### TASK OBJECTIVE
Below are some records. Set each one down exactly as it reads.

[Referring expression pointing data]
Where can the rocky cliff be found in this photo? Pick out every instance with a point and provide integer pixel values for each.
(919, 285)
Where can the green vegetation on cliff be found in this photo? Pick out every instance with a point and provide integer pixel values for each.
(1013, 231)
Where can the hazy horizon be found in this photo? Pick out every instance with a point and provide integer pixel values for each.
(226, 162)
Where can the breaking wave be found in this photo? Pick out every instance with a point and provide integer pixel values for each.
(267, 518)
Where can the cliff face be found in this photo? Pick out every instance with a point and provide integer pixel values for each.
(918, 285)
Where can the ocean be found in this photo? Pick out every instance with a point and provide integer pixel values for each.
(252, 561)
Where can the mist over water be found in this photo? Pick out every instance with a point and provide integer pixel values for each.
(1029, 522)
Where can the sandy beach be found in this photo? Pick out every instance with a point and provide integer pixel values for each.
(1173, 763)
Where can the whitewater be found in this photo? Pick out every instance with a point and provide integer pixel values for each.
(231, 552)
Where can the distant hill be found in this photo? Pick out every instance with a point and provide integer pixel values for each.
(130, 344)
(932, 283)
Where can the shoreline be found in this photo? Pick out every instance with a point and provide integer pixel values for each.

### SOLUTION FOR THIS TASK
Where can the rocky cliff be found in this photo? Pick out every instance with a point and provide integer pixel values for each.
(919, 285)
Where can the green vegetation on cliff be found in this photo? Pick out every instance with a point and provide integer pixel values for each.
(1013, 231)
Where can the hazy horizon be found in this photo? Pick out every instance with a point and provide integer pixel values for each.
(226, 162)
Where can the breaking wave be found in this photo? Pick out every instance with a point and provide integer pixel values for each.
(267, 518)
Where can the cliff face be found in this photo? Pick out every instance with a point and provide integer pixel values for each.
(918, 285)
Where can the ocean be found in this photo? Pick out every instance with a point and provide integer pixel values for each.
(252, 561)
Where can the mist over water be found in this photo? Pick out every instance with a point and provide integer pixel values for each.
(1029, 522)
Where can the sandy beach be found in this photo? Pick out every instance with a point and provide integer pixel values for each.
(1173, 763)
Where can the whitewater be found in this photo? Pick out every instance with a point and provide integer pixel values for each.
(231, 552)
Where can the distant hill be found in this photo? Pick out every instance with a point and provide integer pixel values for each.
(130, 344)
(932, 283)
Where can the shoreline be found in this photo? Pick out every instance with a point and provide integer pixel values for each.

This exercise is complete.